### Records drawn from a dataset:

BEGIN

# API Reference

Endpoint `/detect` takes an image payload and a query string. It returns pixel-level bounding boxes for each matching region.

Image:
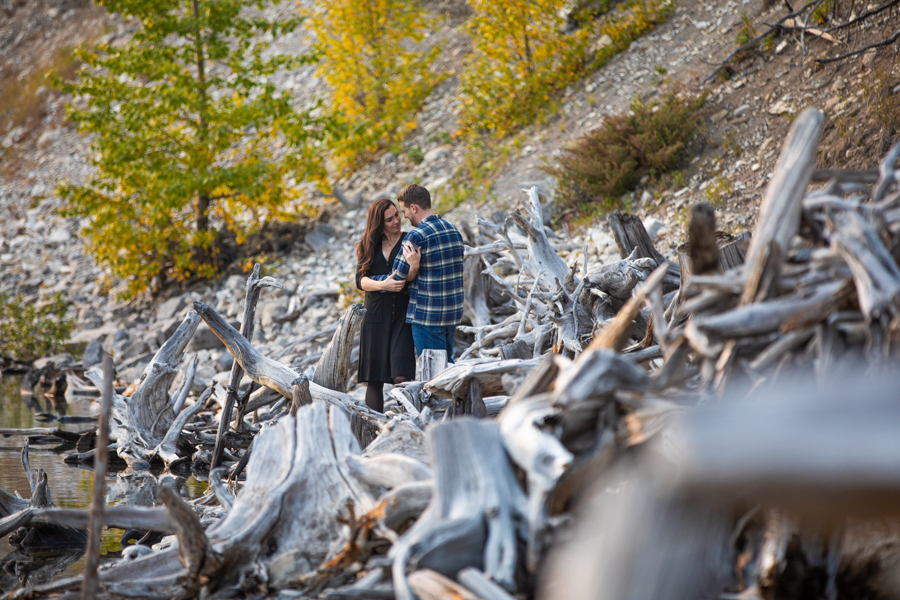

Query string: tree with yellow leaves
[459,0,593,137]
[306,0,440,169]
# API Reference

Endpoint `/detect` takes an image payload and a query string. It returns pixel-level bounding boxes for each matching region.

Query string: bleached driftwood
[313,303,366,393]
[212,263,283,470]
[464,254,492,328]
[424,357,540,399]
[511,187,572,291]
[0,443,87,549]
[390,419,527,600]
[34,402,375,598]
[153,385,212,467]
[415,349,448,382]
[119,311,200,465]
[740,107,823,305]
[584,250,657,303]
[193,300,387,427]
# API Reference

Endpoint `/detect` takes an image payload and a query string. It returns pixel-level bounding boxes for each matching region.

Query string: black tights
[365,377,408,413]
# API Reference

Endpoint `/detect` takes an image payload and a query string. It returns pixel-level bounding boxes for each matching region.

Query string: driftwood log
[312,303,366,393]
[390,418,527,600]
[118,311,200,465]
[211,263,283,470]
[193,301,385,423]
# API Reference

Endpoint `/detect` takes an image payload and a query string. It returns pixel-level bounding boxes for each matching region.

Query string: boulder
[424,145,451,163]
[107,328,130,355]
[156,294,189,323]
[118,365,146,387]
[69,324,118,345]
[224,275,244,292]
[46,228,72,244]
[32,353,76,370]
[186,320,239,352]
[642,217,666,240]
[82,338,104,369]
[215,352,234,372]
[154,318,183,347]
[305,222,336,252]
[120,338,151,362]
[260,297,289,328]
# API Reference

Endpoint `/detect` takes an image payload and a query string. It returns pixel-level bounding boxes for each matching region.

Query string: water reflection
[0,373,208,586]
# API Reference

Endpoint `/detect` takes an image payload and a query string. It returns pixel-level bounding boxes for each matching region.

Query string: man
[370,184,464,360]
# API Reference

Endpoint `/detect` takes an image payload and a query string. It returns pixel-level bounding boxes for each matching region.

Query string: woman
[356,198,420,412]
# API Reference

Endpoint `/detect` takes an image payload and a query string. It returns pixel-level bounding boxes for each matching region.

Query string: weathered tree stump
[390,418,527,600]
[313,303,366,393]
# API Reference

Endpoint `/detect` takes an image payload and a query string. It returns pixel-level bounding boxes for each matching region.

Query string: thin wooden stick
[212,263,282,470]
[81,353,113,600]
[816,30,900,64]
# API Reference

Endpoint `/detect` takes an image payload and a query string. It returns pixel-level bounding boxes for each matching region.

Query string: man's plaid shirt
[372,214,464,327]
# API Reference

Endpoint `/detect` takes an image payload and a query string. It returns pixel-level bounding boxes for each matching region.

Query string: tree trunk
[196,193,210,235]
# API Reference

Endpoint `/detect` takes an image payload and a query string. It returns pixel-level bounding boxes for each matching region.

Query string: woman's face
[383,204,402,235]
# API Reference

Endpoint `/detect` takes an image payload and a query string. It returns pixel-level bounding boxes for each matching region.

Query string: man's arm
[367,254,409,282]
[369,231,420,281]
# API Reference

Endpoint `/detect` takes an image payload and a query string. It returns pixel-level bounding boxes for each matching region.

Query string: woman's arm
[360,274,404,292]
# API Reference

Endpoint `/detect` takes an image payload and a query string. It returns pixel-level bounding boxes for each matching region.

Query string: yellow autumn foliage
[305,0,440,170]
[459,0,592,137]
[458,0,672,138]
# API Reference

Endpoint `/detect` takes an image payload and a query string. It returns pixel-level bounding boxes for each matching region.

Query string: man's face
[399,200,419,226]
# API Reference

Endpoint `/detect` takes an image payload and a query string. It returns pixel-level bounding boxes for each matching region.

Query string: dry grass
[0,45,81,138]
[820,64,900,169]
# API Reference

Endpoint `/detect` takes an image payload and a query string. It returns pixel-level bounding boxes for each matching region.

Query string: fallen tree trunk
[740,107,824,305]
[424,357,540,399]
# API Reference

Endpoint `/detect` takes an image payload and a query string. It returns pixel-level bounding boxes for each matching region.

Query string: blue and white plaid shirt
[372,214,464,327]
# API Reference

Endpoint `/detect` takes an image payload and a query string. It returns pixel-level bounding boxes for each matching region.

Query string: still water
[0,374,208,590]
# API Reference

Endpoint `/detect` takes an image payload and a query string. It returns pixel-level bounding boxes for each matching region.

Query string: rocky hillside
[1,0,898,393]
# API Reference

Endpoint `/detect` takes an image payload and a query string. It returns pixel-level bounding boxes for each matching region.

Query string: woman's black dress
[356,234,416,383]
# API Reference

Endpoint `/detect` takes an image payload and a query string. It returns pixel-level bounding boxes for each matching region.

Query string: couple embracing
[354,184,464,413]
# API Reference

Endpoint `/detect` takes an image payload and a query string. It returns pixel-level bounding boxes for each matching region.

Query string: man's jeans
[411,324,456,362]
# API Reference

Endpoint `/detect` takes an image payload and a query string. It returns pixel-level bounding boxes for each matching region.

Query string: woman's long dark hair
[357,197,396,277]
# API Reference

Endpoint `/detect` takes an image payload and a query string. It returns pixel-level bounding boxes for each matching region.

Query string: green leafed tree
[58,0,325,297]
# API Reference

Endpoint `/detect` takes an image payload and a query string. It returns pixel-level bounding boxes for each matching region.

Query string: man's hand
[379,270,405,292]
[402,241,421,269]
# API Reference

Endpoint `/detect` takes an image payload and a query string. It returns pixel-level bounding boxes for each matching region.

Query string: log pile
[3,107,900,599]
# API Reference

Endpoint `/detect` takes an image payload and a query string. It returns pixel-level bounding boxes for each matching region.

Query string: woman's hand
[403,241,421,269]
[379,270,405,292]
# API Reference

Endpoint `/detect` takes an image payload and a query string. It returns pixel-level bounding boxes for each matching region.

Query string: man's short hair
[398,184,431,210]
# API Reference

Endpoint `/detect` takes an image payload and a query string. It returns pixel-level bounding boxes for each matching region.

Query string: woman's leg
[365,381,385,413]
[393,377,407,385]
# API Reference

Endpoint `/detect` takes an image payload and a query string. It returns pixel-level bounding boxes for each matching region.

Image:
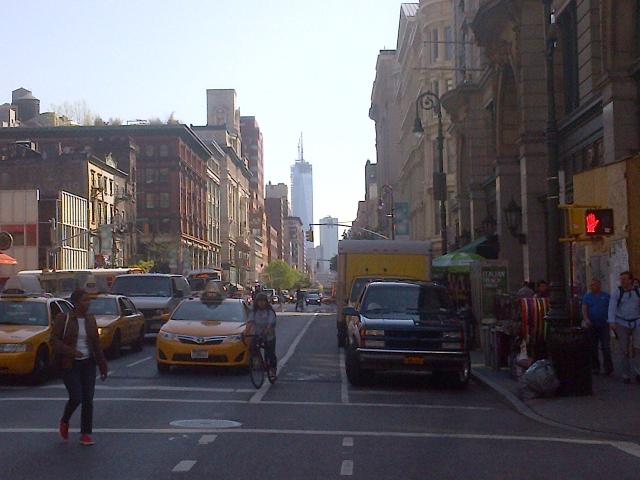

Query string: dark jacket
[51,312,108,375]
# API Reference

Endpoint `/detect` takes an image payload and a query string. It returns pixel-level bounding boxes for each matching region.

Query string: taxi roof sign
[1,275,44,296]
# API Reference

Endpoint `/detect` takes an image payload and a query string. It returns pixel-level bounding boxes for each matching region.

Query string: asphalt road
[1,305,639,479]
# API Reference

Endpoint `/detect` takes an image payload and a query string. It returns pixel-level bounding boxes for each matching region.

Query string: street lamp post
[413,91,447,254]
[542,0,568,324]
[379,184,395,240]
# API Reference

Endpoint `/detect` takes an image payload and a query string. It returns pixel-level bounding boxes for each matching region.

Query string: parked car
[343,281,470,388]
[111,274,191,333]
[87,294,146,358]
[305,293,322,306]
[0,277,73,383]
[156,297,250,373]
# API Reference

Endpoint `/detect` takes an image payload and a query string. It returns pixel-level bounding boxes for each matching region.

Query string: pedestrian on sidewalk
[51,289,108,445]
[535,280,550,299]
[517,281,535,299]
[581,278,613,375]
[608,271,640,384]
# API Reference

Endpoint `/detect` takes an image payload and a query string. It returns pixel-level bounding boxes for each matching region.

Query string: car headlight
[159,331,178,341]
[0,343,29,353]
[223,335,243,343]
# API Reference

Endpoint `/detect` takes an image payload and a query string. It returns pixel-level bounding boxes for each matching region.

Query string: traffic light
[305,228,314,242]
[585,209,614,235]
[567,207,587,236]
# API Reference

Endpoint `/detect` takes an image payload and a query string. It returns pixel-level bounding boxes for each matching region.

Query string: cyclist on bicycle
[247,292,277,368]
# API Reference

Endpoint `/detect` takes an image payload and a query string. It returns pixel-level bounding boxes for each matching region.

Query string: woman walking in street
[51,289,108,445]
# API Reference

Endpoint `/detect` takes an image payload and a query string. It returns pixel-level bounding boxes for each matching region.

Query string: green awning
[456,236,489,254]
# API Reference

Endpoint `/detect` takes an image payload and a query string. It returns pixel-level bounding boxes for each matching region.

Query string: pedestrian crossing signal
[305,229,314,242]
[585,209,614,235]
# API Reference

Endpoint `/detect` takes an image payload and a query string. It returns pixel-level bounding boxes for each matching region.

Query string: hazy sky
[2,0,403,226]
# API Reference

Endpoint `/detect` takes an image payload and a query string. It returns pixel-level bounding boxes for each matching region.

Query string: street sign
[0,232,13,251]
[585,209,614,235]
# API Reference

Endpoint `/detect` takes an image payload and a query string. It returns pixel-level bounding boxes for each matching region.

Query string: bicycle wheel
[249,351,265,389]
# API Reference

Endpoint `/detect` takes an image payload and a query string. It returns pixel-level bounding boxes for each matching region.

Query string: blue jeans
[61,358,96,434]
[590,325,613,373]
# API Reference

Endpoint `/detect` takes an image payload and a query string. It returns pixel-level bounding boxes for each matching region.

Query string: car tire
[131,327,145,352]
[447,358,471,389]
[345,342,368,386]
[157,361,170,374]
[30,346,50,385]
[107,331,122,359]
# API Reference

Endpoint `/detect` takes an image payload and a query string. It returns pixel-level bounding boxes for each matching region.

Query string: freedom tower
[290,134,314,268]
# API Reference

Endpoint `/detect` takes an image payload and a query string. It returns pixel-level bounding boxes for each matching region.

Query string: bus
[185,269,222,293]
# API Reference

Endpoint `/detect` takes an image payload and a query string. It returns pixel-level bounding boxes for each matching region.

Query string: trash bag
[522,359,559,398]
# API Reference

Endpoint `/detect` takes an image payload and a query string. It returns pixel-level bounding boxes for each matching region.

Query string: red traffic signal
[585,209,614,235]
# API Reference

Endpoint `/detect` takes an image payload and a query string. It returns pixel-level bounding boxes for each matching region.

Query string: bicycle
[244,333,277,388]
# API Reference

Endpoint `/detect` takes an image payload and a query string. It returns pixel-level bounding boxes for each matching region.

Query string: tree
[264,260,296,290]
[329,254,338,272]
[292,270,311,288]
[50,99,97,126]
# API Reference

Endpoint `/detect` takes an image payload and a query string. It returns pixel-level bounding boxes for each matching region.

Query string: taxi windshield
[0,301,49,326]
[112,277,172,297]
[88,298,119,316]
[171,300,246,322]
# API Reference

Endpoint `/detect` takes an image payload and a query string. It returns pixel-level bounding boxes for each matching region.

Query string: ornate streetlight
[378,184,395,240]
[413,91,447,254]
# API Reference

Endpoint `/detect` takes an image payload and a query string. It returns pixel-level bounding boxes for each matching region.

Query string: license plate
[191,349,209,359]
[404,356,424,365]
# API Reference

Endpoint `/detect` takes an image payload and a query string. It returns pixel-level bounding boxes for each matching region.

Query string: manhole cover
[170,419,242,429]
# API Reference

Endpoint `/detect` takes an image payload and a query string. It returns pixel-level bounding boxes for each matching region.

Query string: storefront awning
[456,235,499,259]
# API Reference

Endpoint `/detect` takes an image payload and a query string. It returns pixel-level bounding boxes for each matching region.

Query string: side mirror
[343,307,358,317]
[122,308,134,316]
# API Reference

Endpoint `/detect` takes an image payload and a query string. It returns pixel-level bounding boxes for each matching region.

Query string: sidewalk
[471,350,640,439]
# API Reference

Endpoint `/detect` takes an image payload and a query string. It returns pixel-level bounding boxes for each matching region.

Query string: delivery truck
[336,240,432,347]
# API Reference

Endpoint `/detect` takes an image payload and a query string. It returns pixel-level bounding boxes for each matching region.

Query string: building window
[159,144,169,157]
[432,28,439,61]
[145,168,157,183]
[109,179,113,196]
[444,26,454,60]
[559,1,579,113]
[146,193,156,209]
[160,218,171,233]
[158,168,169,183]
[91,171,96,187]
[160,193,170,208]
[145,145,154,157]
[446,78,454,91]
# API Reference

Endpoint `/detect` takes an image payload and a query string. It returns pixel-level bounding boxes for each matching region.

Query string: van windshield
[112,277,172,297]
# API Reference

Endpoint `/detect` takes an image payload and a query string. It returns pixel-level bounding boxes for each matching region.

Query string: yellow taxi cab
[156,294,250,373]
[0,278,73,382]
[87,294,146,358]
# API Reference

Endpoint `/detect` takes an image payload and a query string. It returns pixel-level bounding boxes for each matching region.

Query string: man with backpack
[608,271,640,384]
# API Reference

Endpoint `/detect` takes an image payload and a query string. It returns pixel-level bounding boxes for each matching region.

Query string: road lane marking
[249,314,317,403]
[41,385,237,393]
[126,356,152,368]
[0,396,493,410]
[4,426,638,455]
[339,350,349,404]
[198,434,218,445]
[342,437,354,447]
[172,460,197,472]
[340,460,354,476]
[610,441,640,459]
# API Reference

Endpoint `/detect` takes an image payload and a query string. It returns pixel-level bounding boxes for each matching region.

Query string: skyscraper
[290,135,314,264]
[319,216,339,270]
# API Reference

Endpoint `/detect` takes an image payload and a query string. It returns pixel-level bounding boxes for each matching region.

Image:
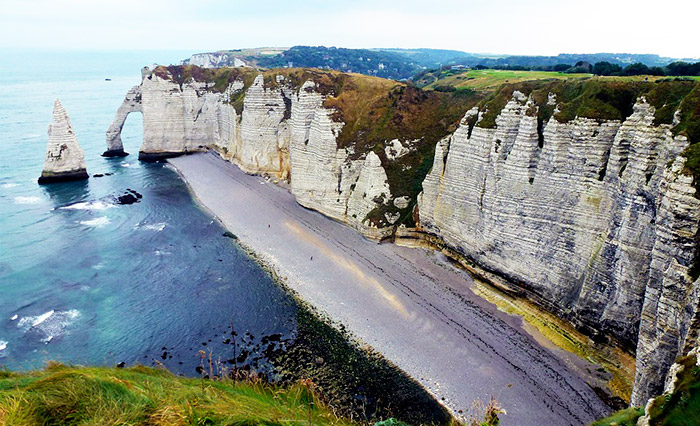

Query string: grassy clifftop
[0,363,352,425]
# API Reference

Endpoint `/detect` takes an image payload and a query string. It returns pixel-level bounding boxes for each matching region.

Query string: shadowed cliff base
[37,171,89,184]
[101,148,128,157]
[138,151,190,162]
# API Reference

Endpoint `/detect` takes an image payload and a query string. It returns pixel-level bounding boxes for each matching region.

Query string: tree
[648,66,666,76]
[552,63,571,72]
[592,61,623,76]
[623,62,650,76]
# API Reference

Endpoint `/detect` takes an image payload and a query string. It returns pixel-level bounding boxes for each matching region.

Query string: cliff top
[0,363,355,425]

END

### Prompt:
Starting at the line that holds "Query string: van windshield", print each line through the last one of the entries above, exactly and with both ends included; no pictures.

### Final answer:
Query string: van windshield
[112,277,172,297]
# API Reference

Endpoint `/detect` takes an image payload and a query string. It returns pixel-level bounding boxes for each matching region.

Query string: yellow taxi cab
[156,294,250,373]
[0,278,73,382]
[87,294,146,358]
# API Reference

Endpoint `/detect` takes an image payload and a query string. It returns pixel-level bounding boxes for each matching region.

Query string: man with backpack
[608,271,640,384]
# API Reference

Endpoint `/detect` takes an image payload and a query string. It returns pixel-level bounding boxes for each matching region.

Query string: road lane marking
[249,314,317,403]
[41,385,237,393]
[126,356,152,368]
[0,396,493,410]
[4,426,638,455]
[339,350,349,404]
[198,434,218,445]
[342,437,354,447]
[172,460,197,472]
[340,460,354,476]
[610,441,640,459]
# API Reference

Endpoint `/detect` takes an image payload and a query string. It returns pixel-level bounding boxes for each matching region.

Query string: skyscraper
[290,135,314,264]
[319,216,339,270]
# API Reference

Endpoint `/detect` takes an image payload and a query string. It returns pixel-level bounding boxes for each matching region.

Image:

Query string: grassy clifftop
[0,363,352,425]
# API Reference

Endpoint `/detect` takes an image payload and a query string. It returns pixel-level bounding boxes for each matching region.

Query string: shadowed cliff base
[37,171,89,184]
[101,148,128,157]
[138,151,190,162]
# API Reference

Endpoint `/detect` takes an image payload and a query string. It returns pixel-level bounding boxes for each matching region.

Query string: tree
[648,66,666,76]
[552,63,571,72]
[592,61,623,76]
[623,62,650,76]
# API Reference

Endpoint `/detect` takes an image payload and a query string. It returns pixel-level bounding boxes for each matching region.

Query string: cliff top
[0,363,355,425]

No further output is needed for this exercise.